• [Required tasks]
1. Copy from the passage about team owners and players the portion starting at "Here's a piece" and ending at "course, ignore this.)".
2. According to the passage about team owners and players, what do fans hate to see overpaid players doing? Give every behavior it lists.
3. Go on with the passage about team owners and players, picking up after its final sentence.
BEGIN Excerpted passage
Here's a piece of it.

 

• The owners ***** about the players being greedy, and yet all they've done is enable that greed.

 

• The players claim they're being disrespected, and yet no group of professional athletes has ever been more spoiled.9

 

• The owners claim they care about the quality of the game, and yet, every player says the ideal number of regular season games — if your goal is to have healthy, rested players entertaining your fans to their best abilities every night — is somewhere between 70 and 74 games. (The owners, of course, ignore this.)

 

• The players claim it's not their fault that owners keep handing out lavishly dumb deals to forgettable players, and yet they ignore that their fans — the people who pay their salaries and keep their league afloat — hate nothing more than seeing overpaid assholes jogging through games, faking injuries, showing up for camp 20 pounds overweight, clogging their team's salary cap and making it harder to improve their team's roster. The fact that they don't realize this reflects on them is kind of alarming. Can you really be that self-absorbed?10

 

• The owners claim they need a better financial model, and yet, they're the ones recycling the same incompetent executives — seriously, someone is hiring Ed Stefanski again???? — and handing out cringe-worthy contracts year after year after year after year. I wrote the "Atrocious GM Summit" column in 2006 — four years later, with a lockout looming, we watched more moronically dumb contracts handed out than EVER before. These guys can't stay out of their own way, and even worse, the players want to keep it that way.
END Excerpted passage
BEGIN Raw data
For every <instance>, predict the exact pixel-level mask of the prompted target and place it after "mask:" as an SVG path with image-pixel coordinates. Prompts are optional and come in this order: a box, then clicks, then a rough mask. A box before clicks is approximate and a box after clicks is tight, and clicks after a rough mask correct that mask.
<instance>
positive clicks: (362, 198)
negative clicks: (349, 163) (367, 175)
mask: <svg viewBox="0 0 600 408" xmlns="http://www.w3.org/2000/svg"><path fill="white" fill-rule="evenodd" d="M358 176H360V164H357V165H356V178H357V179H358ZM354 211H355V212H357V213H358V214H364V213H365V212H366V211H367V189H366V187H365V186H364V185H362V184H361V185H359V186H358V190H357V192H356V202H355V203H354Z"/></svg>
END Raw data
• [Exercise responses]
1.
Here's a piece of it.

 

• The owners ***** about the players being greedy, and yet all they've done is enable that greed.

 

• The players claim they're being disrespected, and yet no group of professional athletes has ever been more spoiled.9

 

• The owners claim they care about the quality of the game, and yet, every player says the ideal number of regular season games — if your goal is to have healthy, rested players entertaining your fans to their best abilities every night — is somewhere between 70 and 74 games. (The owners, of course, ignore this.)

2.
- Jogging through games
- Faking injuries
- Showing up for camp 20 pounds overweight
- Clogging their team's salary cap
- Making it harder to improve their team's roster

3.
Aren't they "partners" here? Don't they care about the league as a whole? Don't they want fans to like their product? The players want it both ways — please, keep the chartered airplane seats, hotel suites, crab legs and stupid contracts coming, just don't ask me to care about the quality of my league. In a perfect world, both sides would work together and create the best and most fan-friendly NBA model possible. But the world ain't perfect.

 

You know what the real irony is? The owners' last proposal actually made a ton of sense. Read Howard Beck's breakdown of what it would have looked like, potentially, and try to find ONE thing that isn't logical. Contracts should be shorter so fans aren't getting constantly turned off by that relentlessly overpaid mediocrity. The gap between big market teams and small market teams should be smaller. A team like Cleveland should have a more favorable chance to keep its best player. A star like Carmelo shouldn't be able to force a trade and get rewarded with a mammoth extension. The mid-level exception should be tempered — it spawned too many dumb contracts and made it harder for teams to improve. What's wrong with coming up with a smarter model in which the right money goes to the right people? That's a bad thing?